Extract all of the rows below and copy each one verbatim, with no changes.

— Begin GIVEN INFORMATION —

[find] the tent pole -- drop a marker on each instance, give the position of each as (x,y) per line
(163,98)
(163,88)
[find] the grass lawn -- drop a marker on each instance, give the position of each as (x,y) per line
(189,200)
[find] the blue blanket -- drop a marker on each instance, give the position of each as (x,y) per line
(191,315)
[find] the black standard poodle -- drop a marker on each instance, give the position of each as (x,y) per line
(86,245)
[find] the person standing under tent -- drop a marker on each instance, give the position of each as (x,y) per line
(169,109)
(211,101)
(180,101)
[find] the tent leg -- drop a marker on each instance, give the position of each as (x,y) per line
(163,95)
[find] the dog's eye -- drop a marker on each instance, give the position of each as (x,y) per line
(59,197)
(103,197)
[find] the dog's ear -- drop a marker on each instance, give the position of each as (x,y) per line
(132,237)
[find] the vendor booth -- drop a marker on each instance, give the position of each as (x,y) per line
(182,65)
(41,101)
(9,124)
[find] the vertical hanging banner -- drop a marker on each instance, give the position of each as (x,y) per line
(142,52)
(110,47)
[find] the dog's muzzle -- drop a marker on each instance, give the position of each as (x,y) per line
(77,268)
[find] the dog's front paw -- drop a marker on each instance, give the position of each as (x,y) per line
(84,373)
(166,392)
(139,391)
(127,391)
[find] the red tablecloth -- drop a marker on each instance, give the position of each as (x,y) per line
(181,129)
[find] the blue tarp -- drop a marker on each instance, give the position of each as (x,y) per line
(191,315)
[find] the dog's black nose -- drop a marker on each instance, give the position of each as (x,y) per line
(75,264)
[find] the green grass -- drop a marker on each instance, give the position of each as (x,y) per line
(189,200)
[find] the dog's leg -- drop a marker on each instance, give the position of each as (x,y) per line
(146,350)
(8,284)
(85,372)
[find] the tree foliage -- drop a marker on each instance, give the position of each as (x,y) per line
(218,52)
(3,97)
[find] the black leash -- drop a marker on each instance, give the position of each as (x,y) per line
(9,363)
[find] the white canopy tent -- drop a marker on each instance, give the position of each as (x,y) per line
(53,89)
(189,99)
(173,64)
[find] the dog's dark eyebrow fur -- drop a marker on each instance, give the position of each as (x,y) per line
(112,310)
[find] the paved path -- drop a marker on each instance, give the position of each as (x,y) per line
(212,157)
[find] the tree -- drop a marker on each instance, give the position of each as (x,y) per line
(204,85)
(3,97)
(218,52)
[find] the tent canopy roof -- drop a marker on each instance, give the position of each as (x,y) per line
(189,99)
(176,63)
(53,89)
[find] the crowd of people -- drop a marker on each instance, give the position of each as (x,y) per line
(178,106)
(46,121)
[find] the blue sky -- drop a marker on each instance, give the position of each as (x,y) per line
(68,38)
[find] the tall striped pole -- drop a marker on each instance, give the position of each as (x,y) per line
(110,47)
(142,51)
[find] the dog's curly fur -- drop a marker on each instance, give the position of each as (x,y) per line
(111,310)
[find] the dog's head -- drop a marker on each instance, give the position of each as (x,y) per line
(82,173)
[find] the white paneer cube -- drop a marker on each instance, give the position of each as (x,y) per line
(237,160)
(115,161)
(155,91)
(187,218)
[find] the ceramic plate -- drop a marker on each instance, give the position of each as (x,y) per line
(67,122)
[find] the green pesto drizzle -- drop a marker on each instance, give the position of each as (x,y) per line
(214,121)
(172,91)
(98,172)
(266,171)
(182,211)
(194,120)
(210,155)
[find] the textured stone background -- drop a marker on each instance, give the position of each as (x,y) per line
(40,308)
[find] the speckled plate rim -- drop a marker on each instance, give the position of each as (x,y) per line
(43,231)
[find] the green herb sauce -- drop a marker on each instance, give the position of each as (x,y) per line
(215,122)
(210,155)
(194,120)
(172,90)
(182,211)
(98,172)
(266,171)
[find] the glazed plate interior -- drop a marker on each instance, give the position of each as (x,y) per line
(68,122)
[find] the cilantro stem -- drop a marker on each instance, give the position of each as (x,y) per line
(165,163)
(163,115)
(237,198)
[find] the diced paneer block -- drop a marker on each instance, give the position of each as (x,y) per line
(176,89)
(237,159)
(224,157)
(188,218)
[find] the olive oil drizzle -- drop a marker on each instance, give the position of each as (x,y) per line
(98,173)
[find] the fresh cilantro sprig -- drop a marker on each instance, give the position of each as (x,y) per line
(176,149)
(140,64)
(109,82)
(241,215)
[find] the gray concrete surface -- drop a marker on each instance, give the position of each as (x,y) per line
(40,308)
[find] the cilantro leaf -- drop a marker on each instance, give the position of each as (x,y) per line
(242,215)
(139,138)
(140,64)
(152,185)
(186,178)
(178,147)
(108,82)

— End GIVEN INFORMATION —

ANSWER BELOW:
[find] the tent pole -- drop a marker on each instance, give the position of each as (x,y) per line
(163,98)
(163,88)
[find] the grass lawn -- drop a marker on each instance, give the position of each as (x,y) per line
(189,200)
[find] the blue blanket -- drop a marker on each instance, give the position of each as (x,y) per line
(191,315)
[find] the black standard poodle -- drop a marker on each instance, give the position of each as (x,y) per line
(86,245)
[find] the person standing under tent -- drop a marker on each instance, give the position of each as (x,y) per line
(169,109)
(211,101)
(180,101)
[find] the tent leg -- drop a marker on each instance, give the position of each as (x,y) per line
(163,95)
[find] the dog's eye -- drop a marker on each instance, give the position of each as (x,y) per line
(59,197)
(103,197)
[find] the dog's ear -- drop a marker on each instance, give the position of each as (x,y) per line
(132,237)
[find] the vendor booth -- drop a marker on each instance, give the position of each as (x,y) per line
(182,65)
(41,101)
(9,124)
[find] the vertical hanging banner -- drop a marker on each instance, give the position of each as (x,y) per line
(142,52)
(110,47)
[find] the dog's muzzle -- drop a marker on each instance, give the position of each as (x,y) per line
(77,268)
[find] the dog's front paw -- drop a marker on each instance, give the position of each as (x,y) per line
(84,373)
(166,392)
(139,391)
(127,391)
[find] the red tablecloth -- drop a marker on each instance, give the position of each as (x,y) per line
(181,129)
[find] the blue tarp -- drop a marker on each instance, give the position of each as (x,y) per line
(191,315)
[find] the dog's black nose -- drop a marker on each instance, give the position of each as (x,y) per line
(75,264)
[find] the green grass -- drop a marker on each instance, give the position of each as (x,y) per line
(189,200)
[find] the dog's leg -- drop a marker on each instance, give the position of each as (x,y) per line
(146,350)
(8,284)
(85,372)
[find] the tree foliage -- drop a marker on each instance, give the position of each as (x,y) per line
(218,52)
(3,97)
[find] the black leash -- drop a marker on each instance, give the position of each as (x,y) per line
(9,363)
[find] the white canopy tent -- drop a marker on each instance, give the position of each as (x,y) per line
(53,89)
(189,99)
(173,64)
[find] the dog's dark eyebrow fur -- drop a marker on each instance, give the position of each as (x,y) per line
(112,310)
[find] the paved path -- drop a marker on each instance, give the position of each as (x,y) per line
(212,157)
[find] the tree -- drop a marker on each instance, give the position of each as (x,y) per line
(204,85)
(3,97)
(218,52)
[find] the tent canopy roof -- drop a marker on each instance, give the position of each as (x,y) per line
(189,99)
(176,63)
(53,89)
[find] the crowd of people -- drop a marker on each instance, give the position of each as (x,y) per line
(178,106)
(46,121)
[find] the blue sky -- drop a marker on each instance, give the position of each as (x,y) per line
(68,38)
[find] the tall striped pole -- drop a marker on each instance, give the position of each as (x,y) per line
(110,47)
(142,51)
[find] the dog's curly fur -- drop a marker on each instance, give the position of each as (x,y) per line
(111,310)
[find] the dog's head -- drop a marker on each instance, give the position of each as (x,y) per line
(82,173)
[find] the white paneer cube -- drop a marker on each instance, give the position of each as (x,y) per line
(237,160)
(115,161)
(155,91)
(187,218)
[find] the ceramic plate -- drop a marker on each instance, give the position of each as (x,y) per line
(67,122)
[find] the green pesto drizzle -- drop a marker on each instance, give the position of each as (x,y) per line
(214,121)
(172,91)
(98,172)
(266,171)
(182,211)
(194,120)
(210,155)
[find] the textured stone background -- drop a marker on each instance, give the position of each as (x,y) per line
(40,308)
[find] the speckled plate rim -- drop a marker on each instance, give the position of each as (x,y) per line
(43,231)
[find] the green herb sauce -- drop a marker on each instance, give the position of each as (x,y) per line
(215,122)
(210,155)
(194,120)
(172,90)
(182,211)
(98,172)
(266,171)
[find] the glazed plate interior -- drop a marker on each instance, give the position of each as (x,y) per line
(68,122)
[find] the cilantro stem -- drop a marker on each instance, give the position of each as (x,y) per line
(165,163)
(163,115)
(237,198)
[find] the diced paneer block -- drop a marker on each instance, give the position of each as (x,y) per line
(176,89)
(237,159)
(224,157)
(188,218)
[find] the olive oil drizzle -- drop a marker on each instance, give the position of each as (x,y) per line
(98,173)
[find] the fresh cilantro sprig -- drop a marker on each instance, give the position of each as (x,y) per line
(176,149)
(140,64)
(109,82)
(241,215)
[find] the gray concrete surface -- drop a marker on each instance, give the position of each as (x,y) per line
(40,308)
[find] the cilantro leaf -- drop a marker on each instance, give the position of each as (x,y) per line
(242,215)
(139,138)
(140,64)
(152,185)
(186,178)
(178,147)
(108,82)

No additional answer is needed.